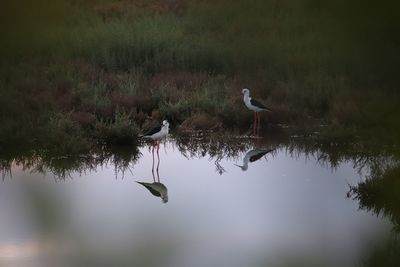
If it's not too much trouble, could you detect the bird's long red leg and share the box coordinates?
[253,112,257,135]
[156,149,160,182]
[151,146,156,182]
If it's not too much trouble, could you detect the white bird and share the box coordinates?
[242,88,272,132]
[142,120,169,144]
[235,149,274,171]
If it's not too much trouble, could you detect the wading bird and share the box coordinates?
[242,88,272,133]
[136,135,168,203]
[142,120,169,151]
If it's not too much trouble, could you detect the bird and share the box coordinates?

○ ○ ○ ○

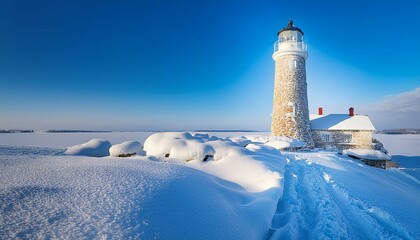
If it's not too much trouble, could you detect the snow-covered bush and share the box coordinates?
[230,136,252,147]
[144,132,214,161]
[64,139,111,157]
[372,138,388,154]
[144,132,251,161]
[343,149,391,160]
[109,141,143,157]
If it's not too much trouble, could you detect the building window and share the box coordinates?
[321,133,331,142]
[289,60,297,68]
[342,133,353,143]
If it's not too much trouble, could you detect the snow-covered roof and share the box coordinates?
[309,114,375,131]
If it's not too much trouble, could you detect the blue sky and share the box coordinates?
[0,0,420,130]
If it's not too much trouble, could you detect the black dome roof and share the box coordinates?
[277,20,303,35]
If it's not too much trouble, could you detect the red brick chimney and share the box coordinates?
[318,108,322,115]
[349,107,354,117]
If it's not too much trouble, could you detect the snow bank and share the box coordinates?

○ ○ ○ ○

## ISTRUZIONI DI LAVORO
Per favore, riscrivi le voci dalla riga che contiene "If it's not too much trouble, could you detect the building" fino a quella che contiene "bank and share the box coordinates?", entrambe incluse, sostituendo "blue sky" con "clear sky" e lasciando invariato tutto il resto.

## RISULTATO QUI SOTTO
If it's not too much trouble, could you detect the building window and share the box coordinates?
[321,133,331,142]
[289,60,297,68]
[342,133,353,143]
If it's not too much trouble, could you detect the snow-covered roof and share the box coordinates?
[309,114,375,131]
If it's not too much trouble, could you detect the clear sky and share the box coordinates?
[0,0,420,130]
If it's not too much trouble, could you detect the black dome roof and share the box coordinates?
[277,20,303,35]
If it's not too much trouble, could you detect the red brick chimney and share the box coordinates?
[318,108,322,115]
[349,107,354,117]
If it's not too much trouble, could you detect the snow bank and share the box coordinates?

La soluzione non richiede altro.